Tasks for this exercise
• A. The passage on the Lineamientos says the "up-dating" of the economic model should lead to several results. List each of them.
• B. Write a continuation of the passage on the Lineamientos, starting right after its final sentence.

II. The Lineamientos
The objective of the “Lineamientos” is “to guarantee the continuity and irreversibility of Socialism” as well as economic development (p.10). This is to be achieved through an “up-dating” of the economic model that should result in utilization of idle lands, reversal of decapitalization of infrastructure and industry, a restructuring of employment, increased labor productivity, increased and diversified exports, decentralized decision-making and elimination of monetary and exchange rate dualism (p. 8.)
But the term “Socialism” remains somewhat ambiguous in the document. Reference is made to “socialist property” and “preserving the conquests of the Revolution.” Especially interesting is the statement that
“…socialism signifies equality of rights and equality of opportunities for all the citizens, not egalitarianism” (p.9)
This assertion could be of game-changing significance, as it articulates a fundamental principle of “Social Democracy” more so that a traditional principle of “Socialism.” This leaves questions unanswered and doors unclosed.
The “Lineamientos” are in effect an ambitions and comprehensive “wish-list” or statement of aspirations. Many of the 313 recommendations are fairly obvious, trite and general statements of reasonable economic management. Some statements have been made repeatedly over a number of decades, including those relating to the expansion and diversification of exports, science and technology policy, the sugar agro-industrial complex, or the development of by-products and derivatives from the sugar industry (an objective at least since 1950.) Restating many of these as guidelines can’t do much harm, but certainly does not guarantee their implementation.
There are also opaque elements among the guidelines and seeming contradictions as some of them stress continuity of state planning and control while others emphasize greater autonomy for enterprises. For example, Guideline 7 emphasizes how “planning” will include non-state forms of enterprise and “new methods…. of state control of the economy” while No. 62 states “The centralized character …of the degree of planning of the prices of products and services, which the state has an interest in regulating will be maintained.” But numerous other guidelines spell out the greater powers that state and non-state enterprises will have over a wide range of their activities including pricing (Guidelines 8 to 22 and 63.)
While there are a few gaps and shortcomings in the “Lineamientos” as well as the references to planning and state control, they include some deep-cutting proposals on various aspects of economic organization and policy that represent the inauguration of a movement towards a “market-friendly” economic policy environment. Among these are:
- Greater autonomy of the enterprise in numerous dimensions, hiring and firing, wage structures, financing, price setting, investing, and also in facing bankruptcy;
- A phase-out of rationing and the ration book and the more careful targeting of social assistance to those who need it, thereby also strengthening incentives to work (No. 162);
- The establishment of wholesale markets for inputs for all types of enterprise. (No. 9);
- Continuing distribution of unused state lands to small farmers (No. 187);
- Reduction of state controls regarding small farmers and cooperatives regarding producer decision-making, marketing of crops, provision of inputs, and (No. 178-184)
A central policy thrust is the expansion of the self-employment and cooperative sector in order to absorb ultimately some 1,800.000 state workers considered redundant. The legislation already implemented in October 2010 liberalized policy somewhat so as to encourage the establishment of additional microenterprises – especially by the liberalization of licensing, the establishment of wholesale markets for inputs and the recent relaxation of hiring restrictions. However, the limitations of the policy changes are highlighted by the modest increase in the number of “Paladar” chairs – from 12 to 20.

Data records:

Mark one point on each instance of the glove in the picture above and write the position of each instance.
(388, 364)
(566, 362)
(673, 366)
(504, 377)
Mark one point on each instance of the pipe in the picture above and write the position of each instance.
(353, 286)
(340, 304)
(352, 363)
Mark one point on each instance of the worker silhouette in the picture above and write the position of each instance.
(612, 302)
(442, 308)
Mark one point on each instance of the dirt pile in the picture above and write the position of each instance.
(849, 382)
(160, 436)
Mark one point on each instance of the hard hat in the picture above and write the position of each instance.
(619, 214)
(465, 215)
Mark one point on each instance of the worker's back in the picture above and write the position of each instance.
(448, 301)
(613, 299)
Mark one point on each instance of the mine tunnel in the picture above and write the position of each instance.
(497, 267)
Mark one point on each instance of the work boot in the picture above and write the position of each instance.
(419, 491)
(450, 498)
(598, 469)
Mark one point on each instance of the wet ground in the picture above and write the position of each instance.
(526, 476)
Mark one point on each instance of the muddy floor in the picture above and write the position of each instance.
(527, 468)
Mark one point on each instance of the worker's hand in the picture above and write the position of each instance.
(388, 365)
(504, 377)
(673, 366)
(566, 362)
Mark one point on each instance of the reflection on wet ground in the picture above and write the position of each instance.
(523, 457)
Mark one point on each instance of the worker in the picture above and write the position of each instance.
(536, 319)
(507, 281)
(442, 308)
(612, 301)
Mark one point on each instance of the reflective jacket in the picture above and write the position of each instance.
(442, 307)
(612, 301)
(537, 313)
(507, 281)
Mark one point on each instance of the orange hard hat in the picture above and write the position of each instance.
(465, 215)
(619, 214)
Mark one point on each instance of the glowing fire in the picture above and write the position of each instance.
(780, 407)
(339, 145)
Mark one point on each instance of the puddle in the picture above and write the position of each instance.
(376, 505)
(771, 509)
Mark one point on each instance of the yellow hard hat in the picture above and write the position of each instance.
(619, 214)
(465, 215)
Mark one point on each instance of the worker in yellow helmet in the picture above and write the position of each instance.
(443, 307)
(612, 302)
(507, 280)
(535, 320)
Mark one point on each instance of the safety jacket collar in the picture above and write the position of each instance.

The replies
• A.
- Utilization of idle lands
- Reversal of decapitalization of infrastructure and industry
- A restructuring of employment
- Increased labor productivity
- Increased and diversified exports
- Decentralized decision-making
- Elimination of monetary and exchange rate dualism

• B.
Unfortunately current restrictions will prevent the expected expansion of the sector. These include the heavy taxation that can exceed 100% of net earnings (after costs are deducted from revenues) for enterprises with high costs of production; the prohibition of the use of intermediaries and advertising, and continued petty restrictions. Perhaps most serious restriction is that all types of enterprises that are not specifically permitted are prohibited including virtually all professional activities. The 176 permitted activities, some defined very narrowly, contrast with the “Yellow Pages” of the telephone directory for Ottawa (half the size of Havana) that includes 883 varieties of activities, with 192 varieties for “Business Services”, 176 for “Home and Garden, 64 for “Automotive” and 29 for “Computer and Internet Services.” Presumably policies towards micro-and small enterprise will be further liberalized in the months ahead if laid-off workers are to be absorbed productively.
One short-coming of the “Lineamientos” is the lack a time dimension and a depiction of how the various changes will be implemented. There are no clear priorities among the innumerable guidelines, no sequences of actions, and no apparent coordination of the guidelines from the standpoint of their implementation. It remains a “check-list” of good intentions, though none-the-less valuable.
The absence of a vision of how change was to occur and the slow pace of the adoption of the reforms so far is also worrisome. However, the Administration of Raul Castro has been deliberative and systematic though also cautious. It is probable that somewhere in the government of Raul Castro there is a continually evolving time-line and master-plan for the implementation of the reform measures.
A careful and well-researched approach to economic reform is obviously desirable. The difficulties encountered in laying off 500,000 state sector workers and re-absorbing them in the small-enterprise sector by March 31, 2011 has probably encouraged an even more cautious “go-slow” approach. Perhaps “slow and steady wins the race!”
A process of economic —but not political— reform seems to have already begun following the Congress. Where it will lead is hard to predict. Presumably Raúl Castro’s regime would like the process to end with the political status quo plus a healthy economy. The latter would require a new balance between public and private sectors, with a controlled movement toward the market mechanism in price determination and the shaping of economic structures, and with the construction of a rational configuration of incentives shaping citizens’ daily economic actions so that their private endeavors become compatible with Cuba’s broader economic well-being.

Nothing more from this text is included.